How many lines of the records below contain the string "tree"? Give only the number.

--- Provided records ---

####

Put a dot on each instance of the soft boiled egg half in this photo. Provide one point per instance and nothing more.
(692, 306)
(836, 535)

####

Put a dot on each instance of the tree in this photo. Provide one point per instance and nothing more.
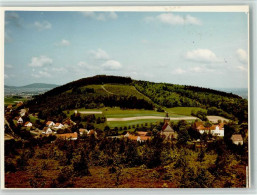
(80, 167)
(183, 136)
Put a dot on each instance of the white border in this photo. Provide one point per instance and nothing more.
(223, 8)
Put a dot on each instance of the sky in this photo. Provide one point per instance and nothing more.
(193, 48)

####

--- The response ---
1